*Request*
State how many of the lines below contain the string "timbered", and give only that number.

*Material to process*
========================================

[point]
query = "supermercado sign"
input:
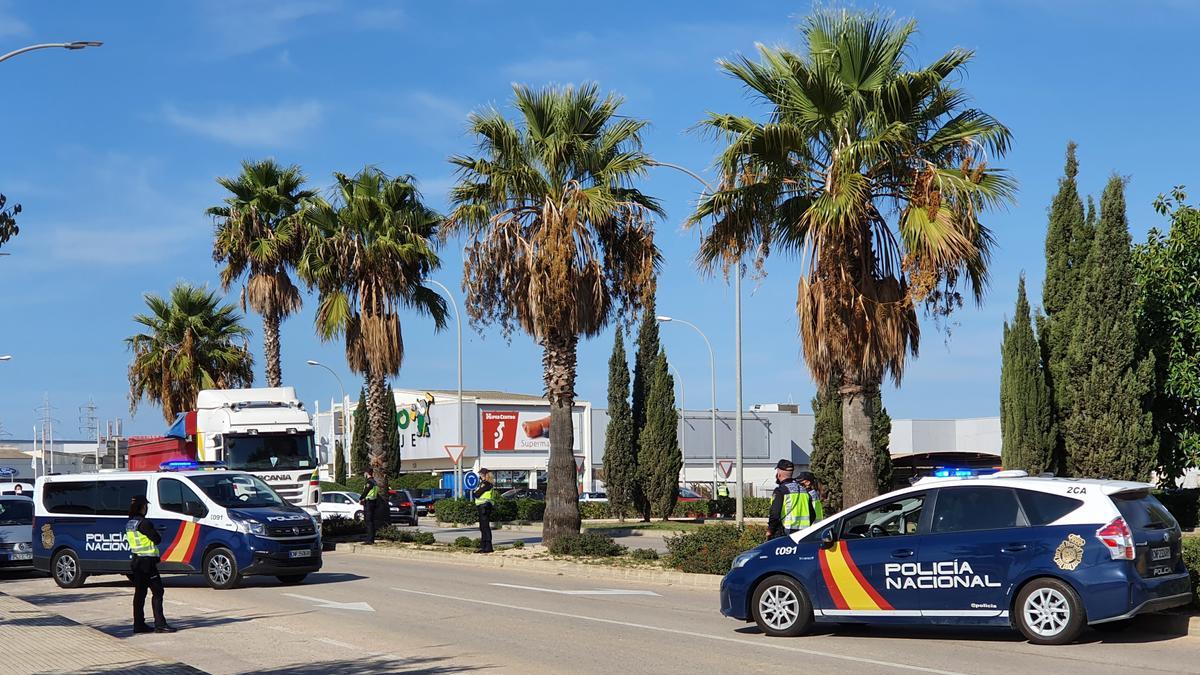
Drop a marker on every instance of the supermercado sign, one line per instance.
(521, 430)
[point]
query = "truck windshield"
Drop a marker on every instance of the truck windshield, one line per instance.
(238, 490)
(270, 452)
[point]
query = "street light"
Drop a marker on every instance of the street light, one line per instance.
(712, 365)
(457, 322)
(345, 401)
(737, 352)
(72, 46)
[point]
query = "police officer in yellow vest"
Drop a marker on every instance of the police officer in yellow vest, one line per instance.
(144, 541)
(485, 499)
(791, 507)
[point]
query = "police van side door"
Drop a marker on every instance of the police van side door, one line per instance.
(978, 537)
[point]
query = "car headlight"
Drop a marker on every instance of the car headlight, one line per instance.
(743, 559)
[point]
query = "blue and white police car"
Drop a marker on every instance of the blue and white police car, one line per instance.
(221, 524)
(1044, 555)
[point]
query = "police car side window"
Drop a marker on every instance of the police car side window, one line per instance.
(965, 509)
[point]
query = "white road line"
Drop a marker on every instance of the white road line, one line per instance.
(691, 634)
(592, 592)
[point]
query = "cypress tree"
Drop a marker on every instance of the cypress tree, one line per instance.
(1026, 419)
(360, 441)
(619, 444)
(1109, 428)
(658, 457)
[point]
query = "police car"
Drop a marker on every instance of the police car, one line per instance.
(221, 524)
(1044, 555)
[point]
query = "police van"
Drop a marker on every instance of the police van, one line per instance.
(221, 524)
(1044, 555)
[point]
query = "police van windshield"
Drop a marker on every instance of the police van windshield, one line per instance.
(238, 490)
(16, 512)
(270, 452)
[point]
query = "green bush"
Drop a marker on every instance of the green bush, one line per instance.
(712, 549)
(1192, 560)
(643, 554)
(588, 543)
(1183, 505)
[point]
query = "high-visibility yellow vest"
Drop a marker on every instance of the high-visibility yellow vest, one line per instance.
(139, 544)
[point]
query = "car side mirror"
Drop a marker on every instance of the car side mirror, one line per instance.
(828, 538)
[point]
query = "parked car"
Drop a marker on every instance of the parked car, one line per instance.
(16, 532)
(523, 494)
(340, 505)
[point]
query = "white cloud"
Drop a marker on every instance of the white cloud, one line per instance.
(280, 125)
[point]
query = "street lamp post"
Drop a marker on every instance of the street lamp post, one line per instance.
(72, 46)
(345, 401)
(457, 322)
(712, 365)
(737, 351)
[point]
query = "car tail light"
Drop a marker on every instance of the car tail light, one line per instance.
(1117, 538)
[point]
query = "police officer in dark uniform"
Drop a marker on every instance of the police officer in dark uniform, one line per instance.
(144, 541)
(485, 500)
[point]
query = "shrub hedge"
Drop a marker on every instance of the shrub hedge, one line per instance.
(712, 549)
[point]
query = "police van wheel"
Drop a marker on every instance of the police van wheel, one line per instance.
(221, 569)
(66, 569)
(781, 608)
(1049, 613)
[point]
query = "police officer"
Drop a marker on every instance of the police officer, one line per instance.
(370, 503)
(485, 499)
(809, 482)
(144, 541)
(791, 507)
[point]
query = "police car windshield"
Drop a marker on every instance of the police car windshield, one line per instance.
(16, 512)
(238, 490)
(270, 452)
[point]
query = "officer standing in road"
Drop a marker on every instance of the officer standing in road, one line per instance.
(485, 499)
(144, 541)
(370, 503)
(791, 506)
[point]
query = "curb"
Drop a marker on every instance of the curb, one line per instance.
(561, 567)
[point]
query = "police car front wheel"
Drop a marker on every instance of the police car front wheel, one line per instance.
(1049, 613)
(781, 608)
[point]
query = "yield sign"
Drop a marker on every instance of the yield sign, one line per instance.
(455, 453)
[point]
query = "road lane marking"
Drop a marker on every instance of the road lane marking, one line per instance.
(331, 604)
(755, 644)
(592, 592)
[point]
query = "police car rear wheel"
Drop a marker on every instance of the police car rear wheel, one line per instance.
(221, 569)
(66, 569)
(1049, 613)
(781, 608)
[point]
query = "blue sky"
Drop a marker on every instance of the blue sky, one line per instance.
(113, 154)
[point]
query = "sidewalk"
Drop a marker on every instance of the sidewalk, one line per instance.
(40, 641)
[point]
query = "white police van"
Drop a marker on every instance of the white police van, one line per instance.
(1044, 555)
(221, 524)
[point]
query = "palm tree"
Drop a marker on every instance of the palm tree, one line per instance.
(875, 173)
(559, 242)
(369, 252)
(191, 341)
(257, 238)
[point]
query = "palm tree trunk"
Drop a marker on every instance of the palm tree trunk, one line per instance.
(271, 350)
(562, 494)
(858, 455)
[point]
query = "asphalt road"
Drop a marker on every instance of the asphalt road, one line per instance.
(402, 615)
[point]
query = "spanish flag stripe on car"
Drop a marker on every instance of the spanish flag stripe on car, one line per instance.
(847, 586)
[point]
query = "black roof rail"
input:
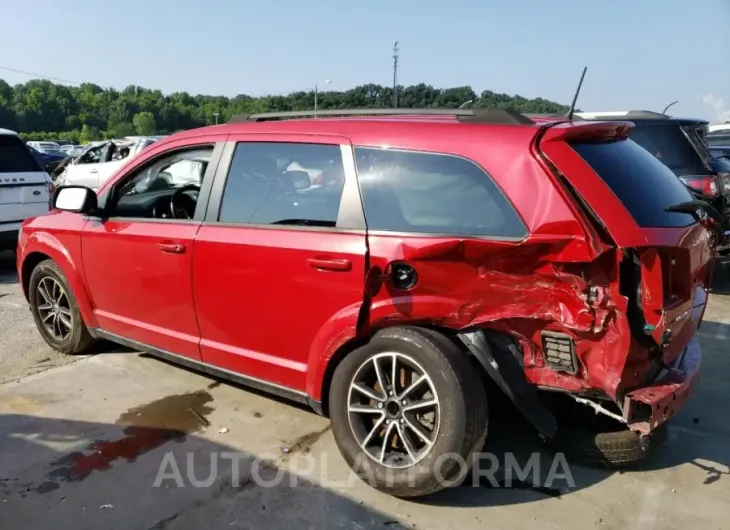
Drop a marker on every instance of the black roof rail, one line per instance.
(638, 114)
(480, 115)
(555, 116)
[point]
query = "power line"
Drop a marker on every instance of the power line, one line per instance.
(50, 78)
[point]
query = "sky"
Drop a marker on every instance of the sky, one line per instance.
(640, 54)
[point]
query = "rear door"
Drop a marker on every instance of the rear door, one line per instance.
(24, 186)
(630, 192)
(279, 263)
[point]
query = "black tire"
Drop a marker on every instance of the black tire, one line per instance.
(78, 339)
(614, 450)
(463, 412)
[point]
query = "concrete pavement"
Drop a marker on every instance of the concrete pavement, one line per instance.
(122, 440)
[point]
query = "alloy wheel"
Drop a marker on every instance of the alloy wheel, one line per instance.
(54, 309)
(394, 410)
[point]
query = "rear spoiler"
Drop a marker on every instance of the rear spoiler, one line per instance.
(587, 131)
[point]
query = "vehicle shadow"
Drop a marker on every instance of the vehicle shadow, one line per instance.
(721, 280)
(143, 476)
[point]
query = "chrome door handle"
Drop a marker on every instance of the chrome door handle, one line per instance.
(171, 248)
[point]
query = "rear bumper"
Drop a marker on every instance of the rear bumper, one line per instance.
(647, 408)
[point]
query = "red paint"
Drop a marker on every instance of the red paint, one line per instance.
(278, 303)
(139, 290)
(265, 305)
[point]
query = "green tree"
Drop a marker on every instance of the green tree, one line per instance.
(88, 134)
(144, 123)
(41, 108)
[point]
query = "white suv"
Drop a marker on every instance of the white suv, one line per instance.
(25, 189)
(101, 160)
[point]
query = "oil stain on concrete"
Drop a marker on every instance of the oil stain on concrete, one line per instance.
(146, 427)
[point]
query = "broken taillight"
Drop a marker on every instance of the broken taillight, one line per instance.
(706, 184)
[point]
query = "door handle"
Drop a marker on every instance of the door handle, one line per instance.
(330, 264)
(171, 248)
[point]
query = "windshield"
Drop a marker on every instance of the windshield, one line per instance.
(672, 146)
(645, 186)
(14, 157)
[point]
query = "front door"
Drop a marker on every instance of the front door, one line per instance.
(138, 260)
(275, 270)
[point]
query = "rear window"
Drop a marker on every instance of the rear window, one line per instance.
(645, 186)
(431, 193)
(15, 157)
(670, 145)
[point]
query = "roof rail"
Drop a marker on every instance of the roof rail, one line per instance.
(480, 115)
(546, 116)
(646, 114)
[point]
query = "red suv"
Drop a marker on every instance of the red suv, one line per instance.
(381, 265)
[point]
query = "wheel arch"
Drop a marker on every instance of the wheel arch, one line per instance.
(322, 385)
(42, 247)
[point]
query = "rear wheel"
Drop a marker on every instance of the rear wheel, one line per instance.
(408, 411)
(55, 310)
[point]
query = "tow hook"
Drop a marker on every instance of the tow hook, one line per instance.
(666, 339)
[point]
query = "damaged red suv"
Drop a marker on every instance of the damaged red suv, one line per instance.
(383, 266)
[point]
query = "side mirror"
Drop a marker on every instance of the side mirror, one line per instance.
(76, 199)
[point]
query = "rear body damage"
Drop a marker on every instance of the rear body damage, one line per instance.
(610, 318)
(370, 266)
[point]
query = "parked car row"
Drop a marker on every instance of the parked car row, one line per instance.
(100, 160)
(28, 171)
(386, 267)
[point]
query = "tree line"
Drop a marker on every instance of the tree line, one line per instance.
(43, 110)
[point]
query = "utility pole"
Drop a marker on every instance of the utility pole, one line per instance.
(316, 91)
(395, 74)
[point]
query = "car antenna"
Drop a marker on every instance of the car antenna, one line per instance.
(577, 92)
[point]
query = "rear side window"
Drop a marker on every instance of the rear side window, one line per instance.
(671, 146)
(720, 139)
(431, 193)
(645, 186)
(294, 184)
(15, 157)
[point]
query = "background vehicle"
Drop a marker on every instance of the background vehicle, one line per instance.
(24, 187)
(45, 147)
(100, 160)
(382, 292)
(47, 158)
(680, 144)
(73, 150)
(718, 140)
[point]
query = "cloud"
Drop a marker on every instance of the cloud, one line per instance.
(722, 111)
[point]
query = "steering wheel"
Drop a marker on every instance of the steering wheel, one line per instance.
(182, 204)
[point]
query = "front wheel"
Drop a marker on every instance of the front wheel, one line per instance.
(55, 310)
(408, 411)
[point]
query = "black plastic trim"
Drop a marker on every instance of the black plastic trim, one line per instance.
(200, 366)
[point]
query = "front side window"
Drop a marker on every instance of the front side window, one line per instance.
(432, 193)
(167, 188)
(272, 183)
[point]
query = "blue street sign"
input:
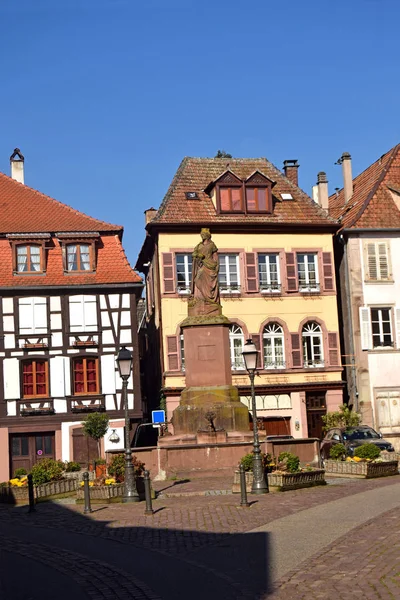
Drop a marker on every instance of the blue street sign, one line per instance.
(158, 417)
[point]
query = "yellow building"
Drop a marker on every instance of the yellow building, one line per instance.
(277, 286)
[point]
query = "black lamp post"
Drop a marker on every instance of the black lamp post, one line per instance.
(260, 485)
(124, 361)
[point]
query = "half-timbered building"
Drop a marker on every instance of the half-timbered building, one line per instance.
(68, 302)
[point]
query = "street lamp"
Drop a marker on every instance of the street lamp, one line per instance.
(124, 362)
(260, 485)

========================================

*Result of the task*
2